TASK STATEMENT: Please render the material below as a Markdown table with two columns, Row and Text, giving each line its own numbered row and leaving out blank lines.

◇ ◇ ◇ ◇

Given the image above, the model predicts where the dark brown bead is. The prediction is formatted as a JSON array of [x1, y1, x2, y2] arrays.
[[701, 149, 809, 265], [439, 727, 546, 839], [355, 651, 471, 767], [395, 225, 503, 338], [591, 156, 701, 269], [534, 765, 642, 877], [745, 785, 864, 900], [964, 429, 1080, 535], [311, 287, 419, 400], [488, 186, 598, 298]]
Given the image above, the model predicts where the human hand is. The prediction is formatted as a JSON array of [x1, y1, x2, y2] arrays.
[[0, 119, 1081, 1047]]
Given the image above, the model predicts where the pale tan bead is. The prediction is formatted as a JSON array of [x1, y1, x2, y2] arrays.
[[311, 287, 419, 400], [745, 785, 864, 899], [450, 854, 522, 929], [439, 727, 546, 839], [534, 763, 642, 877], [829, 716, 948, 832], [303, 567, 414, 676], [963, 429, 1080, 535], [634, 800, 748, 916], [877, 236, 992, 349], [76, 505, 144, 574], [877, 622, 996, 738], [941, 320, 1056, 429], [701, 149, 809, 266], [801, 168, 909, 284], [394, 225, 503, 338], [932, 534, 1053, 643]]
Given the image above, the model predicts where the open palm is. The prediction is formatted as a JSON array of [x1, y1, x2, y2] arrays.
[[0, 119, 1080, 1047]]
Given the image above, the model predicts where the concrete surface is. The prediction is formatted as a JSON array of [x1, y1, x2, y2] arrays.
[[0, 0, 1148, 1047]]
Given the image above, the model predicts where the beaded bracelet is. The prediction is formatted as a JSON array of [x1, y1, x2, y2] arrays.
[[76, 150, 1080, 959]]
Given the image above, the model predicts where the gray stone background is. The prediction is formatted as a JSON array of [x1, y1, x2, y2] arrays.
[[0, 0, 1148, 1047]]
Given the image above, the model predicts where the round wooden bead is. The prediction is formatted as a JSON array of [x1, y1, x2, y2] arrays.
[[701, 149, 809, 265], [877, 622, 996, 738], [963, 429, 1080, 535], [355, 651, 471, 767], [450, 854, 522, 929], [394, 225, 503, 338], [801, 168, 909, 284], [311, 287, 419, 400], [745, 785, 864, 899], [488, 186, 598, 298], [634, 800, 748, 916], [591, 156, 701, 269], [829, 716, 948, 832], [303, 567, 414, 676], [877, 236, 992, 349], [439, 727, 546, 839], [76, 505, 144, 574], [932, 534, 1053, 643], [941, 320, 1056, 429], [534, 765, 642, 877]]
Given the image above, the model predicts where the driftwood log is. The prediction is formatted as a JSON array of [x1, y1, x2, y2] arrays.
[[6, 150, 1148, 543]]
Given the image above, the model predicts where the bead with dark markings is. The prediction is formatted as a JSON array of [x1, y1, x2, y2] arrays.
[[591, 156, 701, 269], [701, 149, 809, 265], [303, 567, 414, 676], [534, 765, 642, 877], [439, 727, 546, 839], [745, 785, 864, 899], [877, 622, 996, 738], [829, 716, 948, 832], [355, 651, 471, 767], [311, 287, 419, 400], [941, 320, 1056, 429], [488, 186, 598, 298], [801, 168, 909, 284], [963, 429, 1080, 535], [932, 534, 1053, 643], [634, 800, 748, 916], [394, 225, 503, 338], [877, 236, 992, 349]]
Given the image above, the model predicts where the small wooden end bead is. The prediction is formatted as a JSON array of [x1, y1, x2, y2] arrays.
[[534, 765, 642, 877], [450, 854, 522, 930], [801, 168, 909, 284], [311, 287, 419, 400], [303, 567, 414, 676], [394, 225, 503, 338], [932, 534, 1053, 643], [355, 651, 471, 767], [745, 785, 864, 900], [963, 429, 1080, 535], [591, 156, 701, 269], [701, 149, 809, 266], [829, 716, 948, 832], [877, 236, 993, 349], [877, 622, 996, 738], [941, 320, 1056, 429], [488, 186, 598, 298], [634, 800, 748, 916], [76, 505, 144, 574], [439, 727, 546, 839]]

◇ ◇ ◇ ◇

WRITTEN SOLUTION:
| Row | Text |
|---|---|
| 1 | Given the image above, the model predicts where the dark brown bead is. The prediction is formatted as a JSON array of [x1, y1, x2, y2] arrays. |
| 2 | [[701, 149, 809, 265], [439, 727, 546, 839], [355, 651, 471, 767], [395, 225, 503, 338], [591, 156, 701, 269], [534, 765, 642, 877], [745, 785, 864, 900], [964, 429, 1080, 535], [311, 287, 419, 400], [488, 186, 598, 298]] |
| 3 | Given the image above, the model predicts where the human hand is. The prediction is formatted as a JSON array of [x1, y1, x2, y2] arrays. |
| 4 | [[0, 119, 1081, 1047]] |
| 5 | Given the image above, the model predicts where the pale tan bead is. The prediction is formatted as a JSON array of [x1, y1, x2, y2] arrays. |
| 6 | [[311, 287, 419, 400], [745, 785, 864, 899], [450, 854, 522, 929], [439, 727, 546, 839], [534, 763, 642, 877], [829, 716, 948, 832], [303, 567, 414, 676], [963, 429, 1080, 535], [634, 800, 748, 916], [877, 236, 992, 349], [76, 505, 144, 574], [877, 622, 996, 738], [941, 320, 1056, 429], [701, 149, 809, 266], [801, 168, 909, 284], [394, 225, 503, 338], [932, 534, 1053, 643]] |
| 7 | Given the image above, the model predicts where the open palm is. The prediction is formatted as a JSON array of [x1, y1, x2, y2] arrays. |
| 8 | [[0, 119, 1080, 1047]] |
| 9 | Given the image above, the model predicts where the concrete surface is. The prediction is formatted as a JSON array of [x1, y1, x2, y2] arrays. |
| 10 | [[0, 0, 1148, 1047]] |
| 11 | Given the image above, the model predicts where the beaded bracelet is. The prediction is formatted as a JSON array of [x1, y1, x2, y2] arrays. |
| 12 | [[76, 150, 1080, 959]] |
| 13 | Given the image above, the model predicts where the gray stone background is. The prediction is formatted as a JSON array of [x1, y1, x2, y2] arrays. |
| 14 | [[0, 0, 1148, 1047]] |
| 15 | Given the image above, the model predicts where the round wooden bead is. The prediction is formatted as a JSON array of [x1, y1, x2, y2] arrays. |
| 16 | [[701, 149, 809, 265], [877, 622, 996, 738], [963, 429, 1080, 535], [355, 651, 471, 767], [450, 854, 522, 929], [394, 225, 503, 338], [801, 168, 909, 284], [311, 287, 419, 400], [745, 785, 864, 899], [488, 186, 598, 298], [634, 800, 748, 916], [591, 156, 701, 269], [829, 716, 948, 832], [303, 567, 414, 676], [877, 236, 992, 349], [439, 727, 546, 839], [76, 505, 144, 574], [932, 534, 1053, 643], [941, 320, 1056, 429], [534, 765, 642, 877]] |
| 17 | Given the image above, the model predicts where the driftwood log is. The prediction is formatted as a JSON array of [x1, y1, x2, y2] arrays. |
| 18 | [[6, 150, 1148, 543]] |
| 19 | Given the image above, the model predicts where the bead with dark markings is. The prediction is formatted as a JSON array of [x1, y1, x2, y2] arrays. |
| 20 | [[591, 156, 701, 269], [701, 149, 809, 265], [303, 567, 414, 676], [534, 765, 642, 877], [439, 727, 546, 839], [745, 785, 864, 899], [877, 622, 996, 738], [829, 716, 948, 832], [355, 651, 471, 767], [311, 287, 419, 400], [941, 320, 1056, 429], [488, 186, 598, 298], [801, 168, 909, 284], [963, 429, 1080, 535], [932, 534, 1053, 643], [634, 800, 748, 916], [394, 225, 503, 338], [877, 236, 992, 349]] |
| 21 | Given the image above, the model predicts where the small wooden end bead is. The prediction is formatted as a JSON array of [x1, y1, x2, y2] arrays. |
| 22 | [[534, 765, 642, 877], [450, 854, 522, 930], [801, 168, 909, 284], [311, 287, 419, 400], [303, 567, 414, 676], [394, 225, 503, 338], [932, 534, 1053, 643], [355, 651, 471, 767], [745, 785, 864, 900], [963, 429, 1080, 535], [591, 156, 701, 269], [701, 149, 809, 266], [829, 716, 948, 832], [877, 236, 993, 349], [877, 622, 996, 738], [941, 320, 1056, 429], [488, 186, 598, 298], [634, 800, 748, 916], [76, 505, 144, 574], [439, 727, 546, 839]] |